### Material for this task
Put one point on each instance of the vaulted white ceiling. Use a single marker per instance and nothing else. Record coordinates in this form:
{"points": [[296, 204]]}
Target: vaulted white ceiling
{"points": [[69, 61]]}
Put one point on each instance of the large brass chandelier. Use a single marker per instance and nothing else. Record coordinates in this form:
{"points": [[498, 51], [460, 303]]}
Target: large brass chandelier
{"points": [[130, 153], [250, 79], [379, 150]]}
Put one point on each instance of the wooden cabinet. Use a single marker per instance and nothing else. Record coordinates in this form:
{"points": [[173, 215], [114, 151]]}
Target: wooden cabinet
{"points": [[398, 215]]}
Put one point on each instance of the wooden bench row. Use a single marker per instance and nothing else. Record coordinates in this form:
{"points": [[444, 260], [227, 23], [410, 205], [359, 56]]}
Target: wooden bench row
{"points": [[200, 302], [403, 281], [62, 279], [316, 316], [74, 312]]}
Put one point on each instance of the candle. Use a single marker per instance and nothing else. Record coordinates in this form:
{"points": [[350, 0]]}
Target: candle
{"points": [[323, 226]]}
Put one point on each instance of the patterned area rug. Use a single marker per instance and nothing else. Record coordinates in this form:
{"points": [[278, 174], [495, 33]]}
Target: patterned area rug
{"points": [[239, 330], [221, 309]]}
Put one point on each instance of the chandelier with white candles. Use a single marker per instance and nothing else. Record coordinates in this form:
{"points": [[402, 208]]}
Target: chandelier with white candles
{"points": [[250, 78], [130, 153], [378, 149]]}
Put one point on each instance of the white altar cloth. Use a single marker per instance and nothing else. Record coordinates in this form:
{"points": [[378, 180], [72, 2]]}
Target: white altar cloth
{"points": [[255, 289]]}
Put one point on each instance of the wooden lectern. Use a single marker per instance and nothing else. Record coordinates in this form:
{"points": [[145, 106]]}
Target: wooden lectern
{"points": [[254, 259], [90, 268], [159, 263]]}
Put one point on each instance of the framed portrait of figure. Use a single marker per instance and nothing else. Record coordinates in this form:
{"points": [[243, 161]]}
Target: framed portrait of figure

### Directions for this task
Every entry above needs to be quoted exactly.

### Answer to this problem
Put one point on each instance of the vaulted white ceiling. Use a single marker per instance and nothing else. Record coordinates in this form:
{"points": [[296, 204]]}
Target: vaulted white ceiling
{"points": [[69, 61]]}
Put one point on each instance of the large brass chandelier. Use a single marker per instance and nothing else. Record coordinates in this form:
{"points": [[498, 51], [460, 303]]}
Target: large brass chandelier
{"points": [[130, 153], [250, 79], [379, 150]]}
Put one point on each instance of the wooden cabinet. Use a single marker per instance and nothing else. Record coordinates in this form:
{"points": [[173, 215], [114, 151]]}
Target: wooden cabinet
{"points": [[398, 215]]}
Put one point on each instance of the wooden bench row. Use a single marker per instance and nothing else. Record coordinates in this form:
{"points": [[444, 260], [227, 23], [410, 205], [359, 56]]}
Target: wooden bench row
{"points": [[200, 302], [403, 281], [62, 279], [316, 316], [74, 312]]}
Put one point on each instance of the candle. Use a single marker per instance and nothing else. Record coordinates in this form:
{"points": [[350, 0]]}
Target: candle
{"points": [[323, 226]]}
Put one point on each instance of the patterned area rug. Use a single marker per instance and nothing else. Record coordinates in this form:
{"points": [[278, 174], [495, 33]]}
Target: patterned area rug
{"points": [[239, 330], [221, 309]]}
Put one point on each instance of the chandelier with white candles. Use a single marker per instance and nothing else. Record coordinates in this form:
{"points": [[402, 208]]}
Target: chandelier with white candles
{"points": [[250, 78], [130, 153], [378, 149]]}
Put one point on each instance of the white altar cloth. Use a single marker per instance and nothing else. Record coordinates in this form:
{"points": [[378, 180], [72, 2]]}
Target: white altar cloth
{"points": [[255, 289]]}
Put one point on each instance of the wooden lectern. Use a single marker per instance and nothing else. Record coordinates in this form:
{"points": [[145, 106]]}
Target: wooden lectern
{"points": [[254, 259], [90, 268], [159, 263]]}
Put one point on each instance of the framed portrait of figure. Use a single marker per instance and nothing else. Record coordinates in this form:
{"points": [[243, 161]]}
Target: framed portrait of figure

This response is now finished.